- [Supplied passage]:
▼

Philharmonia Orchestra/Karabits Hélène Grimaud [Emperor Concerto]

Mussorgsky, arr. & orch. Rimsky-Korsakov
Night on the Bare Mountain
Beethoven
Piano Concerto No.5 in E flat, Op.73 (Emperor)
Sibelius
Symphony No.2 in D, Op.43

Hélène Grimaud (piano)

Philharmonia Orchestra
Kirill Karabits


Reviewed by: Richard Whitehouse

Reviewed: 31 January, 2008
Venue: Southbank Centre, London – Royal Festival Hall

Kirill Karabits. ©Yuri ShkodaFollowing a “Music of Today” recital devoted to the music of Luca Francesconi, there was an oddly old-fashioned quality to this Philharmonia Orchestra’s ‘main’ concert, not least in its following the ‘overture-concerto-symphony’ format. Mussorgsky’s Night on the Bare Mountain at least approximates to the former – whether in the composer’s now relatively familiar orchestration, or in that adapted by Rimsky-Korsakov after Mussorgsky’s death. Kirill Karabits chose the latter (Esa-Pekka Salonen had given the original with this orchestra a couple of seasons back), and secured a brisk, no-nonsense account; at its best in the fanfare-dominated passages either side of the hushed central interlude, and with a welcome absence of sentimentality in the ‘daybreak’ postlude. Hardly a St John’s Eve orgy, but Karabits certainly showed Rimsky’s resolutely non-Mussorgskian score in a positive light.

▲

- [Assignment A]:
Retype, word for word, the part of the concert review starting with "Mussorgsky, arr. &" and going on through "Hélène Grimaud (piano)".
- [Assignment B]:
According to the concert review, is each statement correct? Answer yes or no, and quote the words that decide it. (i) The performance of Night on the Bare Mountain used the Rimsky-Korsakov arrangement. (ii) The concert took place at the Barbican. (iii) Esa-Pekka Salonen had given the Rimsky-Korsakov version with this orchestra a couple of seasons earlier.
The data after this point are separate material, unrelated to the concert review.

- [Provided data]:
▼

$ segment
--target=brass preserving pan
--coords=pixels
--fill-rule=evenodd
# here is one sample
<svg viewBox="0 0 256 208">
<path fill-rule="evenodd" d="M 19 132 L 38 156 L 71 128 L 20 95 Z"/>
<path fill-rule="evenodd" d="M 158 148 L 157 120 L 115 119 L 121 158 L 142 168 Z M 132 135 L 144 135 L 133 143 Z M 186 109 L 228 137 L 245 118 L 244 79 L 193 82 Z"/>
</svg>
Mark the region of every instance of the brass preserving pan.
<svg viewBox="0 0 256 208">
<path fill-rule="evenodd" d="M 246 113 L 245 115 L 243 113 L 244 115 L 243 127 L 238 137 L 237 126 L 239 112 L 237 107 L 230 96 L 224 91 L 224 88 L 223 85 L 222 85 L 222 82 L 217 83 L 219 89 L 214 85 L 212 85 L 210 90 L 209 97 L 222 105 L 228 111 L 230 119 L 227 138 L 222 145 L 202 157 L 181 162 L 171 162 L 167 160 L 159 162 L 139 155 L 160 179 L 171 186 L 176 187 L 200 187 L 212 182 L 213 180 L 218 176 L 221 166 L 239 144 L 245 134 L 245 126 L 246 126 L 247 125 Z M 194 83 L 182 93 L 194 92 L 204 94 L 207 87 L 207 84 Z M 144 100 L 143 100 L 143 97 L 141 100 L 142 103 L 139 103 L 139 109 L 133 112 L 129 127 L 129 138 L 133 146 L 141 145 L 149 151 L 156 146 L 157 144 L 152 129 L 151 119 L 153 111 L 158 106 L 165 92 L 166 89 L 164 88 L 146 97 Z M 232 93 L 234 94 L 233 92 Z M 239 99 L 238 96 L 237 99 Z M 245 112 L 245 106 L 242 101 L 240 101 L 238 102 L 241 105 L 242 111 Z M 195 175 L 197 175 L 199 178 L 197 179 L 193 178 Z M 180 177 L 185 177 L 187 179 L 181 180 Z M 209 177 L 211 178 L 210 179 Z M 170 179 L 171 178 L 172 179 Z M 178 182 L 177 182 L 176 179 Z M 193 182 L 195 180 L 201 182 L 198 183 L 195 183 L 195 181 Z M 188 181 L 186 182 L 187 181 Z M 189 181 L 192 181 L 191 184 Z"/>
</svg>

▲
▼

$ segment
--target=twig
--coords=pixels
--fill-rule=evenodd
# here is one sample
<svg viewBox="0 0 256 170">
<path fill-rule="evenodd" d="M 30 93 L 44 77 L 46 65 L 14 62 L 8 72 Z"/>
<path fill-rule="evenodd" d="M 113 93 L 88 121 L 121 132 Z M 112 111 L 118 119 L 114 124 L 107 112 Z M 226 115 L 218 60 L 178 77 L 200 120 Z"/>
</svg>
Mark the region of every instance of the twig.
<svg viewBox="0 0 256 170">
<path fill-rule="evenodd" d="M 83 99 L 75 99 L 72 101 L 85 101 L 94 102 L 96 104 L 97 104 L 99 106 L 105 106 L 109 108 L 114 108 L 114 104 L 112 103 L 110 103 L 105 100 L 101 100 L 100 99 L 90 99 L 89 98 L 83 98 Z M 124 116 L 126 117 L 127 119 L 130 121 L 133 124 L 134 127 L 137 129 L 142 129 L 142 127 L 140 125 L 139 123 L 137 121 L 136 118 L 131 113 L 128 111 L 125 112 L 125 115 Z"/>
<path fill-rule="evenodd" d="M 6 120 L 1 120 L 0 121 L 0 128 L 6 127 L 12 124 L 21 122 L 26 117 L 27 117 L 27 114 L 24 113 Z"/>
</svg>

▲
▼

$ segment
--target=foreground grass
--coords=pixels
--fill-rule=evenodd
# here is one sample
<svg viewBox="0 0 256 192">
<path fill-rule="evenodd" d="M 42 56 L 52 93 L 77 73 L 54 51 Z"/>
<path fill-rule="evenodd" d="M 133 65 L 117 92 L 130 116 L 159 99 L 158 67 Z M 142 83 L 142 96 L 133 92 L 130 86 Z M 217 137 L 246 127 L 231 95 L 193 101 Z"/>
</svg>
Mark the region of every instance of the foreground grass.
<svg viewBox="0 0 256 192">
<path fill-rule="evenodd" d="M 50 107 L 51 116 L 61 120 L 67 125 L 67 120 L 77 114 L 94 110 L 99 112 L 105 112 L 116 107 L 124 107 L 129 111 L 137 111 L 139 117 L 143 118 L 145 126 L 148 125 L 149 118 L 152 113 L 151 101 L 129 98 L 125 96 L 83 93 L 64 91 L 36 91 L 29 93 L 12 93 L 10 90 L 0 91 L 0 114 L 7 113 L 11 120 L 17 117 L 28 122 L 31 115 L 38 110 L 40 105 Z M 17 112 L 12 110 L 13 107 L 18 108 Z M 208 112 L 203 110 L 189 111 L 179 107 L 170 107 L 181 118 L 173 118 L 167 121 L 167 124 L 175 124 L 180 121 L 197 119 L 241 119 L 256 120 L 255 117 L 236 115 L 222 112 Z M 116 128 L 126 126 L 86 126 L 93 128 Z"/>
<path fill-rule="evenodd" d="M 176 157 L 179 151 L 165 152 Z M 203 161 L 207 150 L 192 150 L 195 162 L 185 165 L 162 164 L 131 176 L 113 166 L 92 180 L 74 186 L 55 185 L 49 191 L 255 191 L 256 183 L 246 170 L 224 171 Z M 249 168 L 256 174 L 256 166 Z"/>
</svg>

▲

- [Written answer A]:
Mussorgsky, arr. & orch. Rimsky-Korsakov
Night on the Bare Mountain
Beethoven
Piano Concerto No.5 in E flat, Op.73 (Emperor)
Sibelius
Symphony No.2 in D, Op.43

Hélène Grimaud (piano)

- [Written answer B]:
(i) Yes: "Mussorgsky, arr. & orch. Rimsky-Korsakov"
(ii) No: "Venue: Southbank Centre, London – Royal Festival Hall"
(iii) No: "Esa-Pekka Salonen had given the original with this orchestra a couple of seasons back"